[BRANO DI ESERCIZIO]:
40 anni fa moriva Franco Basaglia, lo psichiatra che restituì dignità ai malati
Chiedi chi era Franco Basaglia, chiedilo a una ragazza di quindici anni di età. Chi era mai questo Basaglia, lei ti risponderà. Sono passati quarant’anni dal 29 agosto 1980 in cui Franco Basaglia se n’è andato all'età di 56 anni, quasi all’improvviso. Lo psichiatra, il neurologo, l'intellettuale. Fondatore di Psichiatria Democratica e papà (come si dice) della "180", legge del 1978, il caposaldo legislativo di quella riforma degli ospedali psichiatrici che portò alla chiusura dei manicomi e all'apertura di una nuova stagione, quella dei servizi, che rivoluzionò il modo in cui oggi guardiamo al concetto di salute mentale. Tema in cui noi, in Italia, per decenni siamo stati all'avanguardia.
In poche, semplici, parole: Franco Basaglia è stato (e tuttora è) il più importante psichiatra italiano del ventesimo secolo. L'uomo il cui pensiero è alla base di una delle maggiori conquiste democratiche dell'Italia repubblicana, capace di spiegarci – per usare una delle sue frasi più famose, troppo spesso confuse nella semplificazione "pop" degli ultimi decenni – come e perché "visto da vicino, nessuno di noi è normale":
In noi la follia esiste ed è presente come lo è la ragione. Il problema è che la società, per dirsi civile, dovrebbe accettare tanto la ragione quanto la follia, invece incarica una scienza, la psichiatria, di tradurre la follia in malattia allo scopo di eliminarla.
Prosa limpida, pensieri puliti, un grande intellettuale. Anche questo era Franco Basaglia. Purtroppo oggi, come da più parti viene sottolineato ed è stato scritto di recente da Maria Grazia Giannichedda sul Manifesto, dopo decenni trascorsi a colpire, prima ideologicamente e poi con la sostanza di tagli ai finanziamenti (non solo quelli, anche spostando quelle risorse in altri ambiti) siamo in una situazione di sostanziale regressione di quelle conquiste, anzi, di una vera e propria restaurazione, poiché – scrive Giannichedda – "i medici, gli infermieri, gli psicologi che oggi lavorano in questo sistema, in gran parte malpagati e precari, di Basaglia non sanno nulla, né della legge «180» né della riforma sanitaria né di cosa siano un servizio di comunità e una politica pubblica di salute, o se ne sanno è per scelta propria, dal momento che le facoltà di medicina e di psicologia non si occupano di questi temi, ignorano del tutto Basaglia ed evitano ogni discorso critico su salute, malattia, medicina". C'è tutto il tema della medicalizzazione dell'esistenza umana e della stessa psichiatria, tema che travalica i confini disciplinari ed è questione politica tout court.

[COMPITO DA SVOLGERE]: Cita dal brano su Franco Basaglia il passo che comincia con le parole "40 anni fa moriva" e si chiude dopo le parole "siamo stati all'avanguardia.". L'elenco proviene da una fonte diversa dal brano.

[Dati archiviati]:

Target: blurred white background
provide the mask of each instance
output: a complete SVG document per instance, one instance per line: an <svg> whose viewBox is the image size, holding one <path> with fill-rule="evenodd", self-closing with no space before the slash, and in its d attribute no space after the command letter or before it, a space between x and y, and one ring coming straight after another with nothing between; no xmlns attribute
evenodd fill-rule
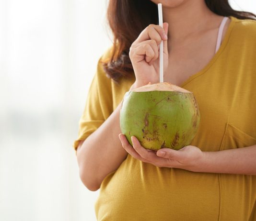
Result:
<svg viewBox="0 0 256 221"><path fill-rule="evenodd" d="M107 1L0 0L0 221L96 220L72 144L111 44Z"/></svg>

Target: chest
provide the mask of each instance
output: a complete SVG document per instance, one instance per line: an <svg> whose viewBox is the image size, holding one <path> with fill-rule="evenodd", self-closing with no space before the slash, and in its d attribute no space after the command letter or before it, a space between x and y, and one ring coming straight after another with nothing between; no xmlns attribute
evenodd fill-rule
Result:
<svg viewBox="0 0 256 221"><path fill-rule="evenodd" d="M203 69L215 55L217 31L170 48L164 81L181 86L189 77Z"/></svg>

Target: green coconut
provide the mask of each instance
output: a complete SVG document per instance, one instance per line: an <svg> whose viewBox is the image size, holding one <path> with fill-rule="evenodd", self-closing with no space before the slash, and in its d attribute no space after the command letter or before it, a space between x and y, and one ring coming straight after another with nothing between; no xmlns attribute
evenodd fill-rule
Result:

[SOLUZIONE PROPOSTA]:
40 anni fa moriva Franco Basaglia, lo psichiatra che restituì dignità ai malati
Chiedi chi era Franco Basaglia, chiedilo a una ragazza di quindici anni di età. Chi era mai questo Basaglia, lei ti risponderà. Sono passati quarant’anni dal 29 agosto 1980 in cui Franco Basaglia se n’è andato all'età di 56 anni, quasi all’improvviso. Lo psichiatra, il neurologo, l'intellettuale. Fondatore di Psichiatria Democratica e papà (come si dice) della "180", legge del 1978, il caposaldo legislativo di quella riforma degli ospedali psichiatrici che portò alla chiusura dei manicomi e all'apertura di una nuova stagione, quella dei servizi, che rivoluzionò il modo in cui oggi guardiamo al concetto di salute mentale. Tema in cui noi, in Italia, per decenni siamo stati all'avanguardia.